* _Assigned task_
Write out again the entries from the first line to the line that includes "of the dark", keeping both of those lines.

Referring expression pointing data
++++

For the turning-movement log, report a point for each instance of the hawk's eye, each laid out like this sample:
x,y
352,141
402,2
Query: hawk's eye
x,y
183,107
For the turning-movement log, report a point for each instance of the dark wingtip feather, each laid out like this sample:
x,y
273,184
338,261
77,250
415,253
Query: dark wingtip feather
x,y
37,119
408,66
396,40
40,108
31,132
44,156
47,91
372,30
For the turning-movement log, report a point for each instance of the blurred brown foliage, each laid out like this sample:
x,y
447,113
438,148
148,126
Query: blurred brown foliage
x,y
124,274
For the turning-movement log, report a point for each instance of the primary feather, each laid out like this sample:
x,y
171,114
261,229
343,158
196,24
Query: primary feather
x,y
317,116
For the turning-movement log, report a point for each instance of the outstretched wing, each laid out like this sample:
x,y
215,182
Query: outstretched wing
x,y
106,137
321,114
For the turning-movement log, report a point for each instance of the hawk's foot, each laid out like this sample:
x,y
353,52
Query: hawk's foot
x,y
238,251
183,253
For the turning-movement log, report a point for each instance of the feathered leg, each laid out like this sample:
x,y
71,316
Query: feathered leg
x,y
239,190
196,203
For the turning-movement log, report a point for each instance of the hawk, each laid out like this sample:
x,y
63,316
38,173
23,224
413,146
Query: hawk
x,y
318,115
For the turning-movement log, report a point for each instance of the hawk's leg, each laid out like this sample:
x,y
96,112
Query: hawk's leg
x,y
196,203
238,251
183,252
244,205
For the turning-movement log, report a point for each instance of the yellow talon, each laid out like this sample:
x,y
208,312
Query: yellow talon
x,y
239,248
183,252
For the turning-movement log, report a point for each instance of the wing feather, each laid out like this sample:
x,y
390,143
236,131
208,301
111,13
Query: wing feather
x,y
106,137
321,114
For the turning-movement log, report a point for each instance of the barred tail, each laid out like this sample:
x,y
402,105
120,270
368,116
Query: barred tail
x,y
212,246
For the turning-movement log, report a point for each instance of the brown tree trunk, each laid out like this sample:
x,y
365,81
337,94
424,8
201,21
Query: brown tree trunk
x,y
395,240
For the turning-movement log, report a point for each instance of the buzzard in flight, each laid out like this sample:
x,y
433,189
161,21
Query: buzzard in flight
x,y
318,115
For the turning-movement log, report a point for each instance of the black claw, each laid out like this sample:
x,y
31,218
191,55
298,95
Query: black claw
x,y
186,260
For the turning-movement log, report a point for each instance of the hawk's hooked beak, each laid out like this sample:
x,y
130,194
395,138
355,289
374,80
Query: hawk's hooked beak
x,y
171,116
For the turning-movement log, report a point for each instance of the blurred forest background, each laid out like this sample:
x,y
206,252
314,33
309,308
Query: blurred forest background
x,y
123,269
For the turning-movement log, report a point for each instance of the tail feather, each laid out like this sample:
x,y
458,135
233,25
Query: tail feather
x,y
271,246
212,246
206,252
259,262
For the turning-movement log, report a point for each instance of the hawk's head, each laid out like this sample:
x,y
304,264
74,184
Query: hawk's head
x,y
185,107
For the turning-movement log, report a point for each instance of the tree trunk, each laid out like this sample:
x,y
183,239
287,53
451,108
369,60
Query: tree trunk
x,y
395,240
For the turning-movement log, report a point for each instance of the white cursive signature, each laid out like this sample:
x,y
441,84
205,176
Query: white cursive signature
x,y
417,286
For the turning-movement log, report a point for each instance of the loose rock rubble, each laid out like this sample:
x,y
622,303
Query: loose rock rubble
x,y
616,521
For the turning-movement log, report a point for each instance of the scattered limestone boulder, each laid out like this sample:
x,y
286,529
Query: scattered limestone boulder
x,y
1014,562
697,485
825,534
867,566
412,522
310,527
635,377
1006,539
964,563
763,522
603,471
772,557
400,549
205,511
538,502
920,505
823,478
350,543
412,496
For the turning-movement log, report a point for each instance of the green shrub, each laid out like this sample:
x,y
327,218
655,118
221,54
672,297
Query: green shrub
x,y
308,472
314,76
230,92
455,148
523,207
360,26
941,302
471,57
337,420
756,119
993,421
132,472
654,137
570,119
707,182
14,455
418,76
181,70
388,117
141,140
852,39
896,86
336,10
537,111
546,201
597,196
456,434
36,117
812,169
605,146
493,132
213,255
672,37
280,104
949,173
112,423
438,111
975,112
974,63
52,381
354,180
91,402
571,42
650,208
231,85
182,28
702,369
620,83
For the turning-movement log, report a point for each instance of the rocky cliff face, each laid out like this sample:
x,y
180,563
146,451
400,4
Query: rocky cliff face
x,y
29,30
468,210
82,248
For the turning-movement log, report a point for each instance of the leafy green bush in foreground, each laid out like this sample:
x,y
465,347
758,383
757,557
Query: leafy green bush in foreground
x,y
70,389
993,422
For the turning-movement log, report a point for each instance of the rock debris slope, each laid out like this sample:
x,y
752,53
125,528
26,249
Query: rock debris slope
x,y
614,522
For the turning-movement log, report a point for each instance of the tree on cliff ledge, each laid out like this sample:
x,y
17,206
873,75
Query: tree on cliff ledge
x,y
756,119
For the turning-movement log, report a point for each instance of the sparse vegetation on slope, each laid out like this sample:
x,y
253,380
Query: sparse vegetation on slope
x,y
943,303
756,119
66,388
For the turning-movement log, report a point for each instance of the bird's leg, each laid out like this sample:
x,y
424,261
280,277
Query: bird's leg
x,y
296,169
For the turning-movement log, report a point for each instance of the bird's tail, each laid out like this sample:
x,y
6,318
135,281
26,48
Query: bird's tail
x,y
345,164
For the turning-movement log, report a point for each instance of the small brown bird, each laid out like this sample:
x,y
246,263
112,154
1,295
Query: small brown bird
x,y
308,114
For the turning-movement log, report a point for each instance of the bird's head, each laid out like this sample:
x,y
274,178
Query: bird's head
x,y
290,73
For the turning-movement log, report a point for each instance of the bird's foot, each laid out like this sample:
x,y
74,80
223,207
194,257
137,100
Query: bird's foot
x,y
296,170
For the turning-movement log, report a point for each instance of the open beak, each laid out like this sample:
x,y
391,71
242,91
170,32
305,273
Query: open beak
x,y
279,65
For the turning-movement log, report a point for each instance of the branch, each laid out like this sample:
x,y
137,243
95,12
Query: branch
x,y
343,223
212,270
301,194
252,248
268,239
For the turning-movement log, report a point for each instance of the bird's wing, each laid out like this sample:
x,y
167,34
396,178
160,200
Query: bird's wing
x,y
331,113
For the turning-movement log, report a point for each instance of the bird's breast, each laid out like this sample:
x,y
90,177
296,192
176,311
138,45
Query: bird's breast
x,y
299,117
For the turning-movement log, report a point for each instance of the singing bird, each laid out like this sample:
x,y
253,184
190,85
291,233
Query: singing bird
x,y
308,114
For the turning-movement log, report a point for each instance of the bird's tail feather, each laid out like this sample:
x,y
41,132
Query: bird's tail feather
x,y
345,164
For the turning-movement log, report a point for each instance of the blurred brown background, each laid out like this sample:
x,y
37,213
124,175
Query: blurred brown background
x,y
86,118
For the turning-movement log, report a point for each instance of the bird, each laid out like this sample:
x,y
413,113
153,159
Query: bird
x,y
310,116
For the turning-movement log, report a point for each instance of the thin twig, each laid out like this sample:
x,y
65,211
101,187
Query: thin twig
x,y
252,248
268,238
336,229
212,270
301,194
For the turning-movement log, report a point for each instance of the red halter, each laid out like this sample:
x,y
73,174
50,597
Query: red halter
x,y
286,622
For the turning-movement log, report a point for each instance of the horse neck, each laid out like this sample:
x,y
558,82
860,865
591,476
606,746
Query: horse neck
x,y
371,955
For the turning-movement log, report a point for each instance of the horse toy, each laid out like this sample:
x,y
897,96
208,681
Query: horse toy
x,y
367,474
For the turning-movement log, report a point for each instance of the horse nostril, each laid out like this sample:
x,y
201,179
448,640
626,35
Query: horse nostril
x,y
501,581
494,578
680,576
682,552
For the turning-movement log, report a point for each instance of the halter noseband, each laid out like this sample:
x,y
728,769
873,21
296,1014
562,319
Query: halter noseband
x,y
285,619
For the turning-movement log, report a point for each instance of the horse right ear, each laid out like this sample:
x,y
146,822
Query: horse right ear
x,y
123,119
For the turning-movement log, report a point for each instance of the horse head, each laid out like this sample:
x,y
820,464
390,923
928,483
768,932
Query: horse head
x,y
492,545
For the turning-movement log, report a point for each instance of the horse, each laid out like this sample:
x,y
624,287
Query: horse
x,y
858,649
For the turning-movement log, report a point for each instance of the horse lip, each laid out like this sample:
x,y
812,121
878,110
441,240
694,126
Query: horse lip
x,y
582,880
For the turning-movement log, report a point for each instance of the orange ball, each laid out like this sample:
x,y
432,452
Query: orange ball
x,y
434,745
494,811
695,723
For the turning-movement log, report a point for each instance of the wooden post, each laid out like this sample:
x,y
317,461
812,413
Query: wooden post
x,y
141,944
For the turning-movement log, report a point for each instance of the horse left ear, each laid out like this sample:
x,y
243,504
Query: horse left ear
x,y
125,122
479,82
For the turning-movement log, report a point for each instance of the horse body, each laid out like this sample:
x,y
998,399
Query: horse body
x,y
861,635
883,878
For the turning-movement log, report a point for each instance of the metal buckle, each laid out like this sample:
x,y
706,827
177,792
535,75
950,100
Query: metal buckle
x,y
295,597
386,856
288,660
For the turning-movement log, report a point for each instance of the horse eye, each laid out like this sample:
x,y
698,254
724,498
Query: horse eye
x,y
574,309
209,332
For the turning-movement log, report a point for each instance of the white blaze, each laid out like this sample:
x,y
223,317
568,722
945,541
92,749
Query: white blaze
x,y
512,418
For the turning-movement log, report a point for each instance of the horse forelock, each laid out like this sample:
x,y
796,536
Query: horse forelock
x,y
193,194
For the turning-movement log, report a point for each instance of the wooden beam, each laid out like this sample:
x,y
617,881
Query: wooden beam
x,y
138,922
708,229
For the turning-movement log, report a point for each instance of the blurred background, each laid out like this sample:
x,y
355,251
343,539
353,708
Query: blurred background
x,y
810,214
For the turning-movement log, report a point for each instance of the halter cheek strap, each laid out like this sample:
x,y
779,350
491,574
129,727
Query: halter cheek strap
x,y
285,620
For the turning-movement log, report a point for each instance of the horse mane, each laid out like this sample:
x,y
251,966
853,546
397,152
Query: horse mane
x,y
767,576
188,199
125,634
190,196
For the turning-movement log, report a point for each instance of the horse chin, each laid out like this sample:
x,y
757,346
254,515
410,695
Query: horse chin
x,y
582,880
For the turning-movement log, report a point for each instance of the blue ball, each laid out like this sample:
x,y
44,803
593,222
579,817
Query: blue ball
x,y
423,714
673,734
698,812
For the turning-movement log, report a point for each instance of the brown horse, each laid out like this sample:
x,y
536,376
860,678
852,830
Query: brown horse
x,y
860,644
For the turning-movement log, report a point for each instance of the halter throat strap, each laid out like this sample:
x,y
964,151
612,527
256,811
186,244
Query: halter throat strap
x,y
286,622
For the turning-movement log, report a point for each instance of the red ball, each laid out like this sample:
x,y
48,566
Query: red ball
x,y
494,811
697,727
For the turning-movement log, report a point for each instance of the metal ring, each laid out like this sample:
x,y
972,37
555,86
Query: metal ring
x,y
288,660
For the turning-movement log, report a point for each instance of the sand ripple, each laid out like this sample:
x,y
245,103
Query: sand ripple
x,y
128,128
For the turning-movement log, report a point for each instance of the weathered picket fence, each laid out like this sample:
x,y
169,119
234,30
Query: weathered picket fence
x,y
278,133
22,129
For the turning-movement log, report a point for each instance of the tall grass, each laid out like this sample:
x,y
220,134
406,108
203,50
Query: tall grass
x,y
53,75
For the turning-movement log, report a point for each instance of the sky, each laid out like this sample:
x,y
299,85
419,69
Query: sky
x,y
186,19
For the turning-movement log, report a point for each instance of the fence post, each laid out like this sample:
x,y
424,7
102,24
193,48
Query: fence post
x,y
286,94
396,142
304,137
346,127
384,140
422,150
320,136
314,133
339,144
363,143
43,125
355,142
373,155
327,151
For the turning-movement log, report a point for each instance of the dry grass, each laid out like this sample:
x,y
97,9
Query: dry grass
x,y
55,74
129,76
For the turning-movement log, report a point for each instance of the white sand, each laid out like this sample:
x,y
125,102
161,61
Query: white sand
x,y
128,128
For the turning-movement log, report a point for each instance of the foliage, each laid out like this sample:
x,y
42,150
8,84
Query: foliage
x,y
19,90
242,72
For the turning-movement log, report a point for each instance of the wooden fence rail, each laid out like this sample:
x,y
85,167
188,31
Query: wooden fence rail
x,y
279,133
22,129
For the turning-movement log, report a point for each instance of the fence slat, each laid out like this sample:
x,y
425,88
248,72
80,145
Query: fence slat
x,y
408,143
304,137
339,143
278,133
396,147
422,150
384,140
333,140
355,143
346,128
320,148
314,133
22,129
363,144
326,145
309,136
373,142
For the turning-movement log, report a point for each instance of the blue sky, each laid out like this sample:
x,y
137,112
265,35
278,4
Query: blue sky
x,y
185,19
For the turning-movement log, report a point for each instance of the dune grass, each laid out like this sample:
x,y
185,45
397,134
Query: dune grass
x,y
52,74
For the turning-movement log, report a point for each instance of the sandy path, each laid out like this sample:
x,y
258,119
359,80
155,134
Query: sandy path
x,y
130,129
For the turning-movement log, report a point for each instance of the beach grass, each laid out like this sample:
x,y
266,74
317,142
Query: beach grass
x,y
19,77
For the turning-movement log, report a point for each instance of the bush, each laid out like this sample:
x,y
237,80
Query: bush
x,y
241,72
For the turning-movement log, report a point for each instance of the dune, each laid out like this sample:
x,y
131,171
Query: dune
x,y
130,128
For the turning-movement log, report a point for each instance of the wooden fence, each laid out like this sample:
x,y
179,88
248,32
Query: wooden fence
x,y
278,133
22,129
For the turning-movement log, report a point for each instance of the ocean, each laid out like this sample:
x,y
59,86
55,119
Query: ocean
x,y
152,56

++++

* _Result for this task_
For the turning-movement log, report a point for each instance of the hawk's eye, each laid out like this sample:
x,y
352,141
402,2
Query: hawk's eye
x,y
183,107
For the turning-movement log, report a point for each instance of the dark wingtip feather, each laid out like this sample:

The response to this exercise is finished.